* Document excerpt
________________________

Yes chicken I love watching movies and would be delighted to recommend some!
I'm a massive filmbro who analyzes themes and writes comparative pieces in her free time so I'm currently pacing up and down my room trying to find a way to answer this succinctly and not give a deep dive on every movie I've ever seen. Rather than gush about some of the absolute classics (reservoir dogs, possession, the princess bride, rope, the handmaiden) I'm gonna talk about some movies that I never see on my dash (or just on this site in general):
In the Name of the Father 1993
Of the three Jim Sheridan films I've seen this one is actually my least favourite, however it's probably the most digestible if you're not irish or are unfamiliar with society in 20th century Ireland and the troubles (*wink wink nudge nudge*) surrounding that time. If you're into prison dramas/courtroom injustice/daniel day lewis then I highly recommend it. Massive shout out also to The Field 1990 and My Left Foot 1989 which are a little rougher around the edges and camp in places but are both certified bangers.
The House 2022
This one's a collection of three disturbing short stories surrounding a house. It's a stop motion film that uses a different style+directors with each story but it retains the running theme of obsession and of course the house motif. I love me a story with style and layers and this one has that.
Oh Brother Where Art Thou? 2000
This one's cheating cause it's an award winning classic that I assumed everyone had watched but apparently not as I haven't found a single gifset of it on this site. It's the Coen brother's finest in my opinion and that's really saying something.

________________________

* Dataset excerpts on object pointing
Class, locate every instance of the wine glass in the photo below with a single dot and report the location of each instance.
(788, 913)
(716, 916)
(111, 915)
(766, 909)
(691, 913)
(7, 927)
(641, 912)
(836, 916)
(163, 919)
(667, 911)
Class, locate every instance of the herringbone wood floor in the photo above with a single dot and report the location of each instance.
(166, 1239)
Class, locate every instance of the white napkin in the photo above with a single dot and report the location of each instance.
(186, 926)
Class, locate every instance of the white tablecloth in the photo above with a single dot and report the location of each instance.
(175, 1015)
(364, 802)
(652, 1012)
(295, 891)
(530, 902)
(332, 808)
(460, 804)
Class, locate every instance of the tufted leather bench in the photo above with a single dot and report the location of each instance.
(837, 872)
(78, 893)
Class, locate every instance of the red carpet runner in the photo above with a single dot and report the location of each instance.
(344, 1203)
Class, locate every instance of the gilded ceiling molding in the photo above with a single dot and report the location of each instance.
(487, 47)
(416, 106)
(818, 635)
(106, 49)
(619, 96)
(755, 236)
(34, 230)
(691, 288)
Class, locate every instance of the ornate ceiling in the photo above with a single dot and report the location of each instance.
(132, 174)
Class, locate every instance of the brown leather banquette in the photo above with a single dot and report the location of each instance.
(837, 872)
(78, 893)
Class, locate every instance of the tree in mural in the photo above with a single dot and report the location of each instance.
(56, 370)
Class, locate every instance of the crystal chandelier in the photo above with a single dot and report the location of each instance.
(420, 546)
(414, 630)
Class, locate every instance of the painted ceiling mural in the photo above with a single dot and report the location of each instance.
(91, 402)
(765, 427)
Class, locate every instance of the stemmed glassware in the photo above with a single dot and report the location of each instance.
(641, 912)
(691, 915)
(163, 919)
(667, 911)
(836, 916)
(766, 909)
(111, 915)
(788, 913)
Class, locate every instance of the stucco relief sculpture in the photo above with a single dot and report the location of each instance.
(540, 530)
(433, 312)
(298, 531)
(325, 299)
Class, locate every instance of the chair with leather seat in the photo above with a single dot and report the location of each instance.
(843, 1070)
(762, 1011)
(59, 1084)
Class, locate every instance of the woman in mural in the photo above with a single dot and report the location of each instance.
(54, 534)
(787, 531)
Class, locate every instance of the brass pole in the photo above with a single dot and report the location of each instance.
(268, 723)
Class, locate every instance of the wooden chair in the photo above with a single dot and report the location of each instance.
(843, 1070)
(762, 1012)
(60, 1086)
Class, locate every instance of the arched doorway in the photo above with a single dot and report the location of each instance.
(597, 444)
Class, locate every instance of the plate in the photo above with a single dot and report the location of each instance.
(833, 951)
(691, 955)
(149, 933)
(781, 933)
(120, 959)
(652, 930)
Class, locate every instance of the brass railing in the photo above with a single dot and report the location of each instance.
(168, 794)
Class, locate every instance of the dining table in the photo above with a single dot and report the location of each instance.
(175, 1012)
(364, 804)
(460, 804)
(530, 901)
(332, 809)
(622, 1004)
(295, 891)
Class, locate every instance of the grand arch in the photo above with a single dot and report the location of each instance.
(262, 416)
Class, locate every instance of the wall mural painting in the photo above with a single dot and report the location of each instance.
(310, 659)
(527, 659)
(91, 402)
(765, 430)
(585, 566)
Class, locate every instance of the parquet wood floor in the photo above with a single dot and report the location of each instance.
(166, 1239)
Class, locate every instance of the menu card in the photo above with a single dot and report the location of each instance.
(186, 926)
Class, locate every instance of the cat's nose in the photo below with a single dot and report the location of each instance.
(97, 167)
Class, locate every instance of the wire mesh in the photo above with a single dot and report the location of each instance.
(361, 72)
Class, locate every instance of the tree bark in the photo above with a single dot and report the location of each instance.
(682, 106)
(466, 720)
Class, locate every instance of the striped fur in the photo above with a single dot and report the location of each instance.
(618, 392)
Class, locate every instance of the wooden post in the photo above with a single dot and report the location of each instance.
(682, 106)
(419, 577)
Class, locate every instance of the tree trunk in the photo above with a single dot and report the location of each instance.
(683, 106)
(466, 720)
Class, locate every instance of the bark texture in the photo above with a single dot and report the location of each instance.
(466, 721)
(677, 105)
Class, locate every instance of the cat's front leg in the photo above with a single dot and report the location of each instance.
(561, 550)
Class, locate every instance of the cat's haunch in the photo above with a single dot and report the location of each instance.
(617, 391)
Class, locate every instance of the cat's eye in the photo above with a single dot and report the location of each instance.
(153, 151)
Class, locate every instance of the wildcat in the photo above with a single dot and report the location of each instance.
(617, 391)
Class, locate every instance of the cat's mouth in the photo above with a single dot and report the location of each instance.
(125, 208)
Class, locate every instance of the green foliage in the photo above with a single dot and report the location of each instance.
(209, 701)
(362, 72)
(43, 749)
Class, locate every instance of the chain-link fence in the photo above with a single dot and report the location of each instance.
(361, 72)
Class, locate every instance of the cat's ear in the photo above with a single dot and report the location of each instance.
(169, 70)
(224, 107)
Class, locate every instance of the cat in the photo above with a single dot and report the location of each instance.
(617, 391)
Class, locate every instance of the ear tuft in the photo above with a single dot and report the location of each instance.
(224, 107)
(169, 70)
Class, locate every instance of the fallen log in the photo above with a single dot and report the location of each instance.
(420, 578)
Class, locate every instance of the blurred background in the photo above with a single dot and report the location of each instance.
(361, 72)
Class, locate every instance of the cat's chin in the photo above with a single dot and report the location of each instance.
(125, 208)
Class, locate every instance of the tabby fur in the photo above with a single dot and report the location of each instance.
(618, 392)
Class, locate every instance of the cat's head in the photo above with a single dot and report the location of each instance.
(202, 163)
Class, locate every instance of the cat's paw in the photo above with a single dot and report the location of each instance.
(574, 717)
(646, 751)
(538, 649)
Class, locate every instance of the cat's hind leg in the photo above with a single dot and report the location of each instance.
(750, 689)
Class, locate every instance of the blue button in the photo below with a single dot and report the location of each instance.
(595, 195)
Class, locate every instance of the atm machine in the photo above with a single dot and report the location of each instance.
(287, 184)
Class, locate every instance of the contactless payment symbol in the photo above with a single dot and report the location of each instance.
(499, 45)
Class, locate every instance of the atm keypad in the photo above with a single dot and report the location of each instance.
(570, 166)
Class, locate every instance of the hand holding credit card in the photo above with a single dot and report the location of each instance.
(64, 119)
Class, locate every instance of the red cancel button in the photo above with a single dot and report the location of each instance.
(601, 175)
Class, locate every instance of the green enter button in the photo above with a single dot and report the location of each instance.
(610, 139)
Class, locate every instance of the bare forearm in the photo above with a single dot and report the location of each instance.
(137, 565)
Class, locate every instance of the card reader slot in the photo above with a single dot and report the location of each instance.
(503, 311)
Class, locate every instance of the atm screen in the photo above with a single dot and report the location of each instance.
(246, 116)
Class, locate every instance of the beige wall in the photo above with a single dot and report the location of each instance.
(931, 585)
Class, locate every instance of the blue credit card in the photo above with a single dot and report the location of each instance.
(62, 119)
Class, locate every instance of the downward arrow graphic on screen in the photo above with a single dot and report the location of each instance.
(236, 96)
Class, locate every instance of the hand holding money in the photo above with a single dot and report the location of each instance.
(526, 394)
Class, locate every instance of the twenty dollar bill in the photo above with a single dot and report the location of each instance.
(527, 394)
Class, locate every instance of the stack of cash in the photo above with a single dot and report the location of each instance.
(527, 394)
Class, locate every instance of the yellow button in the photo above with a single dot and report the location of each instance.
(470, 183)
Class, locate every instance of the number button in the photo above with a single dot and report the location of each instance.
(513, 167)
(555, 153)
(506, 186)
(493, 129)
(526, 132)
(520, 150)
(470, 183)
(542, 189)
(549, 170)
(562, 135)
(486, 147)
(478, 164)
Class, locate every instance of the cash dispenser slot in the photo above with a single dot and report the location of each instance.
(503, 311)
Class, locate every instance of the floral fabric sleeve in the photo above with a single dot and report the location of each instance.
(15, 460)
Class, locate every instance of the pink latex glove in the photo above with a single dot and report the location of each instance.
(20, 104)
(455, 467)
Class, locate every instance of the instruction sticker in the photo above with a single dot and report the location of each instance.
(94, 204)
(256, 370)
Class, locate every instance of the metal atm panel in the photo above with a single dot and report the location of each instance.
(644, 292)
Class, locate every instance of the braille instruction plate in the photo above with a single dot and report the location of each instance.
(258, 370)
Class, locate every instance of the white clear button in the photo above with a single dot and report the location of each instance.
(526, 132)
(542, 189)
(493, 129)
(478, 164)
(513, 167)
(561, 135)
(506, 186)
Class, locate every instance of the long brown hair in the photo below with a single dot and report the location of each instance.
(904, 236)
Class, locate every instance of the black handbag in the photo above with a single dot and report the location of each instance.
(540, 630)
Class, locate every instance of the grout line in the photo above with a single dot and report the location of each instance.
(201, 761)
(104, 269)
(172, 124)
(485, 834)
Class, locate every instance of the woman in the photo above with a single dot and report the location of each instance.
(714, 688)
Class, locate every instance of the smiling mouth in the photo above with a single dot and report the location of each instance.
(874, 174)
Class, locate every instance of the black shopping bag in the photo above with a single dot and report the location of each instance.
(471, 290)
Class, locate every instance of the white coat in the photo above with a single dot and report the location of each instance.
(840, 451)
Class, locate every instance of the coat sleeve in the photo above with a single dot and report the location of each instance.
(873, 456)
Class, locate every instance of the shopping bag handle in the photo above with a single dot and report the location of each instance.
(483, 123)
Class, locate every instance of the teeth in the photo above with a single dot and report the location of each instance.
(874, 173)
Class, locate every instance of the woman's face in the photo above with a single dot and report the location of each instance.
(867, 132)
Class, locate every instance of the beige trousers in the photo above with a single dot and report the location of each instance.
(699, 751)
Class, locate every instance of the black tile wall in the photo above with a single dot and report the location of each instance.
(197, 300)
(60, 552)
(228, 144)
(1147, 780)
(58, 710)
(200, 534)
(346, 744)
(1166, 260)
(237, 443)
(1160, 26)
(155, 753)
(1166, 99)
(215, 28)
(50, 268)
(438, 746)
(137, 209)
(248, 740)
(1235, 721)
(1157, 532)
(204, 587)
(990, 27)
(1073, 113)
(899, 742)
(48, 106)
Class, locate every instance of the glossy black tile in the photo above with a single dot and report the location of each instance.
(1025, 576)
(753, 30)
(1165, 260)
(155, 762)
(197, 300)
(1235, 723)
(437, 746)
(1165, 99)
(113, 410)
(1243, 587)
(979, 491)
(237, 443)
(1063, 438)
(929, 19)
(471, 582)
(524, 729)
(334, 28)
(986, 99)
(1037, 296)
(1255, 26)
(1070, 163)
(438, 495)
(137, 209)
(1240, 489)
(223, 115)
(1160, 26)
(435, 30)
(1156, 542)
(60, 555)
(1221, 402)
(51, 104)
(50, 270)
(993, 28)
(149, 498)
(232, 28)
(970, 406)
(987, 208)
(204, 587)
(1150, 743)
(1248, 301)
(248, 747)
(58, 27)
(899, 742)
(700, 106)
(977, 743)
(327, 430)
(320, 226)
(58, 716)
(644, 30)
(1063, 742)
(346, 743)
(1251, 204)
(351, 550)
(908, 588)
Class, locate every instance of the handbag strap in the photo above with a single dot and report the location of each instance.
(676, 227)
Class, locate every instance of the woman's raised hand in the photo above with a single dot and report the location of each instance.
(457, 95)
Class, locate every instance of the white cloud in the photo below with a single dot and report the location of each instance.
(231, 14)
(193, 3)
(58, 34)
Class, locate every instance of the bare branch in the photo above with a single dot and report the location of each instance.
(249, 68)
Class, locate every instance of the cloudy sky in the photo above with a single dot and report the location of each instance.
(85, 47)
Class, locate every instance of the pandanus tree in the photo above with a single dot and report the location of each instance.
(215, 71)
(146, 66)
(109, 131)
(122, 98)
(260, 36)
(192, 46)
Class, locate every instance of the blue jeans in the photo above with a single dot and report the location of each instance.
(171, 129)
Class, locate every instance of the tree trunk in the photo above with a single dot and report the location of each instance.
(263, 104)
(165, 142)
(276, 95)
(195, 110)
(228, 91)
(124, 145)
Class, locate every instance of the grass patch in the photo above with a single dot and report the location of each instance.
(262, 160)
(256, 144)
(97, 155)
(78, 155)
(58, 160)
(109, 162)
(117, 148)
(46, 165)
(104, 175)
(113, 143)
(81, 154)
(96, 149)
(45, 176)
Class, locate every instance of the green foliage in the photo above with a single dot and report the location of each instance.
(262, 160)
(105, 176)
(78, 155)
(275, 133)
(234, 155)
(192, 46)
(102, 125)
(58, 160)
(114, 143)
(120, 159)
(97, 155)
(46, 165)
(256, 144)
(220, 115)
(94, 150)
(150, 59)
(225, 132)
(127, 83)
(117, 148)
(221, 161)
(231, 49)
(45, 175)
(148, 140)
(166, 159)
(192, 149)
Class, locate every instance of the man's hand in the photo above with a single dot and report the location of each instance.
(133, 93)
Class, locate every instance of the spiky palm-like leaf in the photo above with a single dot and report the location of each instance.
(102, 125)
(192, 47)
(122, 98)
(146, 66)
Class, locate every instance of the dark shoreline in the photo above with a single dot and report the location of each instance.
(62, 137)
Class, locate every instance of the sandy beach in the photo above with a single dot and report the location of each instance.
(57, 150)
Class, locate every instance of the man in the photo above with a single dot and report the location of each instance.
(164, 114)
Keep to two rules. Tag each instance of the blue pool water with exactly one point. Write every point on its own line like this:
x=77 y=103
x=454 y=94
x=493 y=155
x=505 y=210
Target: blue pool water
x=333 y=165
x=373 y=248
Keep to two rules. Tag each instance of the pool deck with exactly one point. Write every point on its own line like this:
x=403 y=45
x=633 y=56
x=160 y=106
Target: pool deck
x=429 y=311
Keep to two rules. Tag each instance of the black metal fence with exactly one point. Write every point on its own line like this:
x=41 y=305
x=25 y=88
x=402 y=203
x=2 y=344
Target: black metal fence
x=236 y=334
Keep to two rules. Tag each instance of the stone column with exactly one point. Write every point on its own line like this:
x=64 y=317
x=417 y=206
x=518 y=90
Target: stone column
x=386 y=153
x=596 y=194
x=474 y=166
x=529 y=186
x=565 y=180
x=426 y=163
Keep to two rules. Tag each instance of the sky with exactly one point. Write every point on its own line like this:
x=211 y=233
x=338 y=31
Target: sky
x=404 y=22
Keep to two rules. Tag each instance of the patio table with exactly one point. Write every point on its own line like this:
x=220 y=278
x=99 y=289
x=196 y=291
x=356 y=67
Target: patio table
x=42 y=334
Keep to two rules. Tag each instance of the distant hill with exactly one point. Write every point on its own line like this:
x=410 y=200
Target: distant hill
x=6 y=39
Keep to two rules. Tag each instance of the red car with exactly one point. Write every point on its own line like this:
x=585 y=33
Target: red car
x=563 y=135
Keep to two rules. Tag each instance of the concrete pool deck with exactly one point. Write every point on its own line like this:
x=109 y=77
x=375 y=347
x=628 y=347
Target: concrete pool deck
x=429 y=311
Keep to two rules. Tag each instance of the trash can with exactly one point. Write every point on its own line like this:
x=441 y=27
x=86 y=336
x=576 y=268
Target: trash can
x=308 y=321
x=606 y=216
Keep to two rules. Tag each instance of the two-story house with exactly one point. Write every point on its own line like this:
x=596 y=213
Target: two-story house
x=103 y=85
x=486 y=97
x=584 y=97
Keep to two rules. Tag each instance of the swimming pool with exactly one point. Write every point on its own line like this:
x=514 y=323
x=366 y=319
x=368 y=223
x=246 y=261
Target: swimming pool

________________________

* What to work on
[1] Could you set down the part of the movie recommendations starting with "Oh Brother Where" and going on through "really saying something.", word for word?
[2] Can you rewrite the rows starting with the line with "Keep to two rules. Tag each instance of the distant" and going on through the last line of the rows, swapping "Target" for "Object" and leaving everything else unchanged? Give back only those lines.

* Solutions for each task
[1]
Oh Brother Where Art Thou? 2000
This one's cheating cause it's an award winning classic that I assumed everyone had watched but apparently not as I haven't found a single gifset of it on this site. It's the Coen brother's finest in my opinion and that's really saying something.

[2]
Keep to two rules. Tag each instance of the distant hill with exactly one point. Write every point on its own line like this:
x=410 y=200
Object: distant hill
x=6 y=39
Keep to two rules. Tag each instance of the red car with exactly one point. Write every point on its own line like this:
x=585 y=33
Object: red car
x=563 y=135
Keep to two rules. Tag each instance of the concrete pool deck with exactly one point. Write every point on its own line like this:
x=109 y=77
x=375 y=347
x=628 y=347
Object: concrete pool deck
x=429 y=311
Keep to two rules. Tag each instance of the trash can with exactly one point. Write every point on its own line like this:
x=441 y=27
x=86 y=336
x=576 y=268
Object: trash can
x=308 y=321
x=606 y=216
Keep to two rules. Tag each instance of the two-story house with exactly one point. Write every point on its own line like this:
x=596 y=213
Object: two-story house
x=103 y=85
x=486 y=97
x=584 y=97
Keep to two rules. Tag each instance of the swimming pool with exactly one point. Write every point on its own line like this:
x=514 y=323
x=366 y=319
x=368 y=223
x=246 y=261
Object: swimming pool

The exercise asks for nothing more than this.